La Juventus sta valutando una possibile uscita dalla Lega Calcio. «Dobbiamo valutare tutto, dobbiamo valutare anche questo», ha detto il presidente del club bianconero Andrea Agnelli a margine dell'inaugurazione della mostra per il nuovo stadio tenuta Torino. Il presidente della Juve ha aggiunto: «Potremmo anche valutare di portare le cinque squadre principali a giocare un'altra Lega. Abbiamo le cinque squadre che investono di più nel sistema calcio e che rappresentano il 75% dei tifosi che si trovano in maniera precostituita sempre a subire sempre le conseguenze degli altri. Viviamo un momento di estrema difficoltà, dove le società che non investono decidono del futuro del calcio italiano».

L'oggetto del contendere sono i bacini di utenza per definire i diritti televisivi, una torta da 200 milioni. Grandi squadre contro piccole e medie di serie A. Oggi a Milano il Consiglio di Lega della massima divisione si è schierato con le piccole contro le big five. Con il voto decisivo del presidente Maurizio Beretta, il Consiglio ha dato infatti attuazione alla delibera dell'assemblea per l'assegnazione a tre agenzie demoscopiche delle indagini per definire i bacini, dopo che ieri invece l'Alta Corte di Giustizia del Coni aveva accolto il ricorso delle cinque grandi contro la delibera del 15 aprile scorso dell'Assemblea di Lega.

Oggi, infatti, hanno votato contro l'attuazione della delibera i rappresentanti di Milan, Inter, Roma, Napoli e Juventus. A favore quelli di Parma, Sampdoria, Udinese, Palermo e Catania, oltre appunto al presidente della Lega di serie A. «Un appello accorato alle componenti affinché si possa trovare una soluzione parzialmente soddisfacente per tutti». Questo l'invito rivolto da Beretta alle Società al termine del Consiglio di Lega.

**OBIETTIVO**
Ricopia senza modifiche la parte dell'articolo sulla Juventus e la Lega Calcio che inizia con le parole "Oggi, infatti, hanno" e termina con "Consiglio di Lega.". Le voci qui di seguito provengono da un'altra fonte.

Voci di annotazione a punti su immagini
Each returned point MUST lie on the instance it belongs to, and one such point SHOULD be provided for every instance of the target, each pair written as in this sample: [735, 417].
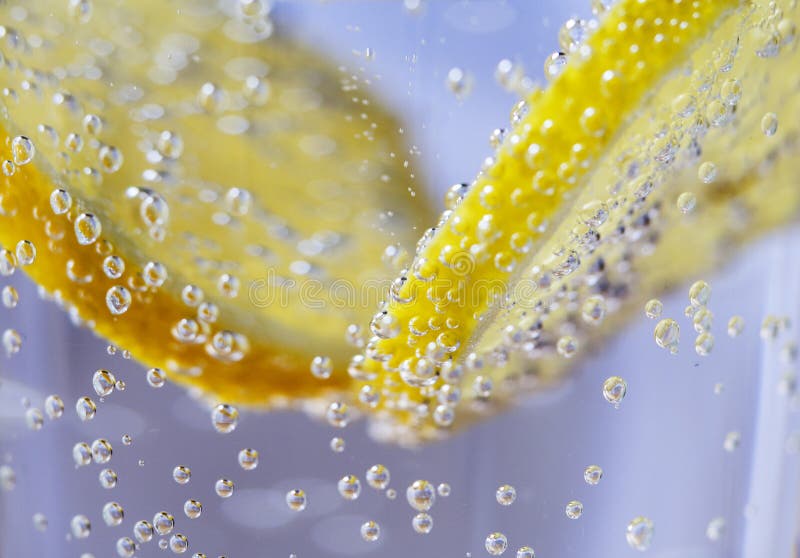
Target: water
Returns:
[728, 452]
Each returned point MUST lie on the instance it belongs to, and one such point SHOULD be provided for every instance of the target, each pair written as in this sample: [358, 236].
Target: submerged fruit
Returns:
[203, 192]
[578, 202]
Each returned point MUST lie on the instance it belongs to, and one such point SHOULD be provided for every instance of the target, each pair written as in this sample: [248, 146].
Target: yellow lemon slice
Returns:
[663, 139]
[194, 185]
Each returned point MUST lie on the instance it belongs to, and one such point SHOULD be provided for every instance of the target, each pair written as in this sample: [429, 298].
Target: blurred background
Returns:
[662, 451]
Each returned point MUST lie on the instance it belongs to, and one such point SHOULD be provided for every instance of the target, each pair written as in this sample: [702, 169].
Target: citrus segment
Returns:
[232, 178]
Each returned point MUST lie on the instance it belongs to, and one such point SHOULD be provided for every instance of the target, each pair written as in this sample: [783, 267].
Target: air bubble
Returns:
[378, 477]
[22, 150]
[87, 228]
[370, 531]
[769, 124]
[26, 252]
[349, 487]
[574, 509]
[113, 514]
[181, 474]
[614, 390]
[653, 308]
[639, 533]
[592, 474]
[422, 523]
[667, 334]
[85, 408]
[296, 499]
[225, 418]
[248, 459]
[496, 544]
[224, 488]
[156, 377]
[506, 495]
[118, 300]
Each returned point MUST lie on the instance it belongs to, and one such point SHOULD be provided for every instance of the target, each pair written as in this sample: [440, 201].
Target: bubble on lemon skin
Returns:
[156, 378]
[248, 459]
[155, 274]
[192, 509]
[769, 124]
[113, 514]
[81, 454]
[506, 495]
[459, 82]
[735, 326]
[26, 252]
[337, 444]
[296, 499]
[574, 509]
[614, 390]
[238, 201]
[103, 382]
[163, 523]
[60, 201]
[181, 474]
[653, 308]
[421, 495]
[80, 526]
[422, 523]
[225, 418]
[54, 407]
[686, 202]
[732, 441]
[349, 487]
[667, 334]
[85, 408]
[496, 543]
[80, 10]
[321, 367]
[378, 477]
[22, 150]
[224, 488]
[107, 478]
[593, 310]
[87, 228]
[113, 267]
[10, 297]
[8, 262]
[12, 341]
[567, 346]
[118, 300]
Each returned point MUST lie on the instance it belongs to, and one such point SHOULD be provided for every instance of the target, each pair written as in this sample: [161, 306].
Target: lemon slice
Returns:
[653, 150]
[195, 186]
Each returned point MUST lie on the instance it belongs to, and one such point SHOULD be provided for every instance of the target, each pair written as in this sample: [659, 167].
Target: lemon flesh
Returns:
[258, 174]
[578, 212]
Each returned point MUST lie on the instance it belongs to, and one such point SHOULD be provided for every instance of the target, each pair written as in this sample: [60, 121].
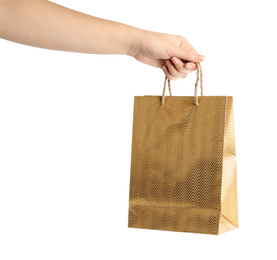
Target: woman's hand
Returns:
[172, 53]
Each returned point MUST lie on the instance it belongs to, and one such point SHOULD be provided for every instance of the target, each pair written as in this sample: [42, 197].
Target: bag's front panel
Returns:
[176, 168]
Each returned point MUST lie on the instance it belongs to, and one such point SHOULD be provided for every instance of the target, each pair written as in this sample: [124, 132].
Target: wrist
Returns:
[134, 41]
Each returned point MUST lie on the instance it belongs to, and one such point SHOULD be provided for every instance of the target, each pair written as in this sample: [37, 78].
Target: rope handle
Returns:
[199, 74]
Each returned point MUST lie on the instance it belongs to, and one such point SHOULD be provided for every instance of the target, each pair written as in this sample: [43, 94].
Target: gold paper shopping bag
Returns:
[183, 163]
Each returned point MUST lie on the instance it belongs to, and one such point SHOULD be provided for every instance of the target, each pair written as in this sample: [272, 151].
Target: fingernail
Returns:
[189, 66]
[200, 57]
[175, 60]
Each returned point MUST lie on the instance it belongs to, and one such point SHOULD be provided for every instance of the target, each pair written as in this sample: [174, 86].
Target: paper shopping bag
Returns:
[183, 163]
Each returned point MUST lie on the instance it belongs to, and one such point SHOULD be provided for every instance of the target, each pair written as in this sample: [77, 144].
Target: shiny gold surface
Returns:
[183, 166]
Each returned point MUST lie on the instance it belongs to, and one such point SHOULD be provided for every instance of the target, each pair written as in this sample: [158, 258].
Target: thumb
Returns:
[189, 54]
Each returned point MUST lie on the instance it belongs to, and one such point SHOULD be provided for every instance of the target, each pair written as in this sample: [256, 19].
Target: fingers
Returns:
[186, 52]
[175, 68]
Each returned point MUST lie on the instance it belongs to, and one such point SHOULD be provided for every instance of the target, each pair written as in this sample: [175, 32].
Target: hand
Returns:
[172, 53]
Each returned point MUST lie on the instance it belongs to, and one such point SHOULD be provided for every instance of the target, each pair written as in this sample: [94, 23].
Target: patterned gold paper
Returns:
[183, 165]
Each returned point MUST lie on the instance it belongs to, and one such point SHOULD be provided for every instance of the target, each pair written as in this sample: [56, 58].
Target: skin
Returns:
[44, 24]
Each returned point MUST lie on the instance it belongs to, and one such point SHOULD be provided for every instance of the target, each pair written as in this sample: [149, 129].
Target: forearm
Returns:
[44, 24]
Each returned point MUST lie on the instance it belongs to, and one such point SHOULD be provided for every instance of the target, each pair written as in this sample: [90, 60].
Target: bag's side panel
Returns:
[229, 203]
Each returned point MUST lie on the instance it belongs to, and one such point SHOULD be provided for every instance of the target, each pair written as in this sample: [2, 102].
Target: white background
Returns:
[66, 126]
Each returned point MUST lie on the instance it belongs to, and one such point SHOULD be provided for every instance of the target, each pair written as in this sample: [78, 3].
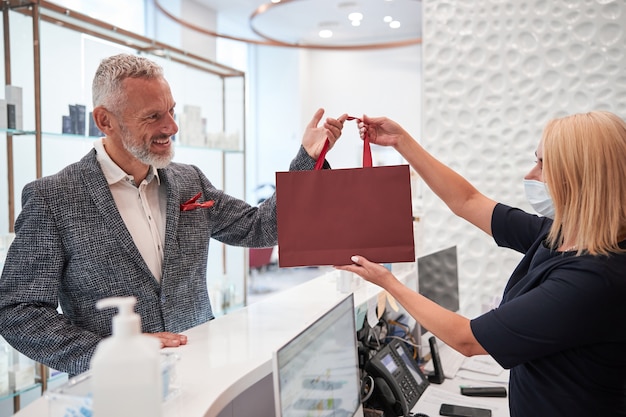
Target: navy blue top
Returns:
[561, 326]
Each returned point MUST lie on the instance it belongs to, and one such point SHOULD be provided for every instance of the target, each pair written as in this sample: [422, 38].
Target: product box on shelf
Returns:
[4, 124]
[13, 96]
[74, 398]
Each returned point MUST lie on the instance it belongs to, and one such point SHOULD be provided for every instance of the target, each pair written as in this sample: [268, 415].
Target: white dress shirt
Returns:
[142, 208]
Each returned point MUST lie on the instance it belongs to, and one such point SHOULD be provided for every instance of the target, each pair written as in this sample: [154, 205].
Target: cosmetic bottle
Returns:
[126, 367]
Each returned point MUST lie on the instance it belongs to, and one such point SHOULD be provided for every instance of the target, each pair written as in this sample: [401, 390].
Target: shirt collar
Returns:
[112, 172]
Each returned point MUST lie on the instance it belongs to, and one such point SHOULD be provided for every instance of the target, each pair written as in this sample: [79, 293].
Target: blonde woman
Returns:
[561, 326]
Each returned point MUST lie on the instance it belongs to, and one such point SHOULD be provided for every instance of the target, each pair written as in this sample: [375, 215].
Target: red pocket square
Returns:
[191, 204]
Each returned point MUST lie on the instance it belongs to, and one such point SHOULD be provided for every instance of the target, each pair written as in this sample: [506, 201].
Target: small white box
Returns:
[21, 376]
[74, 398]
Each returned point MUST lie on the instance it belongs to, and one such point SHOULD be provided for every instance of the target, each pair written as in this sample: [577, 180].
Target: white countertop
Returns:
[227, 355]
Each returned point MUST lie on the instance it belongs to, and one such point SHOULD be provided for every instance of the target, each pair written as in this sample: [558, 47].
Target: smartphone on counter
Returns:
[453, 410]
[494, 391]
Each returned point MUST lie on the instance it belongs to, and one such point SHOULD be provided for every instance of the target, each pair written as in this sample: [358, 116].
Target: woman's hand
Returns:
[369, 271]
[381, 130]
[170, 339]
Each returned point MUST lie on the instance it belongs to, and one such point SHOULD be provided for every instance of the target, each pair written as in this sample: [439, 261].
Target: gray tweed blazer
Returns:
[72, 248]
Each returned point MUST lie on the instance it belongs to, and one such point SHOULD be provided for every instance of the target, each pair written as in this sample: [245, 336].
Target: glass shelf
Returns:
[17, 132]
[20, 391]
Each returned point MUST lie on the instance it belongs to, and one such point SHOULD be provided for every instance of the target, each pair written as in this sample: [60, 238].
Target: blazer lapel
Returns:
[172, 216]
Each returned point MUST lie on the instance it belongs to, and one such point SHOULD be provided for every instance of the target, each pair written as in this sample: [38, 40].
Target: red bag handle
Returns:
[367, 151]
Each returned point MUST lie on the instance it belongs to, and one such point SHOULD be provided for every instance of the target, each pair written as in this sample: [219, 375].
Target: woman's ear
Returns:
[103, 119]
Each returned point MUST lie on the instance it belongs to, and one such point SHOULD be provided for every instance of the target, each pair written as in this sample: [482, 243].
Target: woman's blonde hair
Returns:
[584, 165]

**COMPITO SVOLTO**
Oggi, infatti, hanno votato contro l'attuazione della delibera i rappresentanti di Milan, Inter, Roma, Napoli e Juventus. A favore quelli di Parma, Sampdoria, Udinese, Palermo e Catania, oltre appunto al presidente della Lega di serie A. «Un appello accorato alle componenti affinché si possa trovare una soluzione parzialmente soddisfacente per tutti». Questo l'invito rivolto da Beretta alle Società al termine del Consiglio di Lega.